◆ Task requirements
Repeat the following entries word for word, without any changes.

Object location annotation data:
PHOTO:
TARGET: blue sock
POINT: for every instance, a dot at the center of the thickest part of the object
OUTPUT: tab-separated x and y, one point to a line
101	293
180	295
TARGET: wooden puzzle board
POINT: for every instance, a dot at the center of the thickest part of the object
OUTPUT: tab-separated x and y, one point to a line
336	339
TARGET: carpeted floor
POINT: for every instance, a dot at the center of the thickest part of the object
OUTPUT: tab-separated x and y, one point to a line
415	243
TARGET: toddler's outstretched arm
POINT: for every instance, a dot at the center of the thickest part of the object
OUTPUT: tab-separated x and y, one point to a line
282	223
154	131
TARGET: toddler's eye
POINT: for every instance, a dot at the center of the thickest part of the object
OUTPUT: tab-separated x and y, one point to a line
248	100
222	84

◆ Finished exercise
PHOTO:
TARGET: blue sock
POINT: for every instance, a dot at the center of the thickest part of the object
OUTPUT: tab-separated x and y, one point to a line
101	293
180	295
TARGET: wooden puzzle board
POINT: for every instance, a dot at the center of the thickest part of the object
OUTPUT: tab-separated x and y, one point to a line
336	339
TARGET: carpeted floor
POINT: for every instance, a dot at the center of the thickest part of the object
OUTPUT: tab-separated x and y, one point to a line
415	243
TARGET: toddler's outstretched arm
POINT: for every instance, a dot at the center of the thickest part of the object
OUTPUT: tab-separated x and y, one point to a line
282	223
154	131
TARGET: toddler's eye
POINT: for every instance, a dot at the center of the thickest part of the object
OUTPUT: tab-separated x and y, one point to a line
248	100
222	84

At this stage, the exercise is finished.